Labeled shape material

## Begin

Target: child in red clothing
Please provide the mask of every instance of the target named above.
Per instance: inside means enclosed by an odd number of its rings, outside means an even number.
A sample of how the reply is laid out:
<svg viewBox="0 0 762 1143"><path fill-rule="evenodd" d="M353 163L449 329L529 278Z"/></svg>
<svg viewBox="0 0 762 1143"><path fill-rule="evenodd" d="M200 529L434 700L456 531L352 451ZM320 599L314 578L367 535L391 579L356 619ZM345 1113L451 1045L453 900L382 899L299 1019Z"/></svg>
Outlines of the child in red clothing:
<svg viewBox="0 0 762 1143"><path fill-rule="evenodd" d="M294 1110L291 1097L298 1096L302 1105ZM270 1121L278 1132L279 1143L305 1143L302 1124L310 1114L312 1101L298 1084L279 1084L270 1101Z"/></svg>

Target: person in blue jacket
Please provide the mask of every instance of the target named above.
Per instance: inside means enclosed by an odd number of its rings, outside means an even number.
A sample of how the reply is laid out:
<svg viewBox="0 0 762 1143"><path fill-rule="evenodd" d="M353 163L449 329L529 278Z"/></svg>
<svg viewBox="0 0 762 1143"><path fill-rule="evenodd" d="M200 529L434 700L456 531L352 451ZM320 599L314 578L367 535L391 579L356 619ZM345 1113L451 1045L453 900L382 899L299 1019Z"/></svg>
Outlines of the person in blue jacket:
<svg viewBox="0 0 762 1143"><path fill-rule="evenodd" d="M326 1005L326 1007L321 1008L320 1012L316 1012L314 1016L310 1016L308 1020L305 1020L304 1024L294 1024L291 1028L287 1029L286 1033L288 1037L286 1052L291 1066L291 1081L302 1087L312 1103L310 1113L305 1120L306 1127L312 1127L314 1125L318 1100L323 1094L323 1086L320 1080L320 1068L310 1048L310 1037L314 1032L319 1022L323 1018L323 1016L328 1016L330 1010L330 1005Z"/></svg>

## End

Short exercise
Render the material above as a two-column CSV with the headers "prompt" and "response", giving one row per request: its full text under "prompt" and its answer under "response". Enclose each field in double quotes and replace every line break with a space.

Output for this task
prompt,response
"Target: child in red clothing Please provide the mask of every instance of the target named above. Per instance: inside means enclosed by an odd number of its rings, outside means an even number. A sample of how the reply is laid out: <svg viewBox=""0 0 762 1143""><path fill-rule=""evenodd"" d=""M353 163L449 329L529 278Z""/></svg> <svg viewBox=""0 0 762 1143""><path fill-rule=""evenodd"" d=""M200 529L434 700L456 531L352 451ZM320 599L314 578L367 535L391 579L356 619ZM345 1113L451 1045L453 900L382 899L299 1019Z""/></svg> Outlines of the child in red clothing:","<svg viewBox=""0 0 762 1143""><path fill-rule=""evenodd"" d=""M294 1110L291 1097L298 1096L302 1105ZM270 1121L278 1132L279 1143L305 1143L302 1124L310 1114L312 1101L298 1084L279 1084L270 1101Z""/></svg>"
"Target: person in blue jacket Please provide the mask of every instance of the target named above. Per instance: inside means enclosed by an odd number of its rings, outside means an even number. A sample of how the reply is laid out: <svg viewBox=""0 0 762 1143""><path fill-rule=""evenodd"" d=""M353 163L449 329L529 278Z""/></svg> <svg viewBox=""0 0 762 1143""><path fill-rule=""evenodd"" d=""M200 529L434 700L456 531L352 451ZM320 599L314 578L367 535L391 579L356 619ZM345 1113L451 1045L453 900L382 899L299 1019Z""/></svg> Outlines of the person in blue jacket:","<svg viewBox=""0 0 762 1143""><path fill-rule=""evenodd"" d=""M326 1005L326 1007L321 1008L320 1012L316 1012L314 1016L310 1016L308 1020L305 1020L304 1024L294 1024L291 1028L287 1029L286 1033L288 1037L286 1052L291 1066L291 1081L302 1087L312 1103L310 1113L305 1120L306 1127L312 1127L314 1125L318 1100L323 1094L323 1086L320 1080L320 1068L310 1048L310 1037L314 1032L319 1022L323 1018L323 1016L328 1016L330 1010L330 1005Z""/></svg>"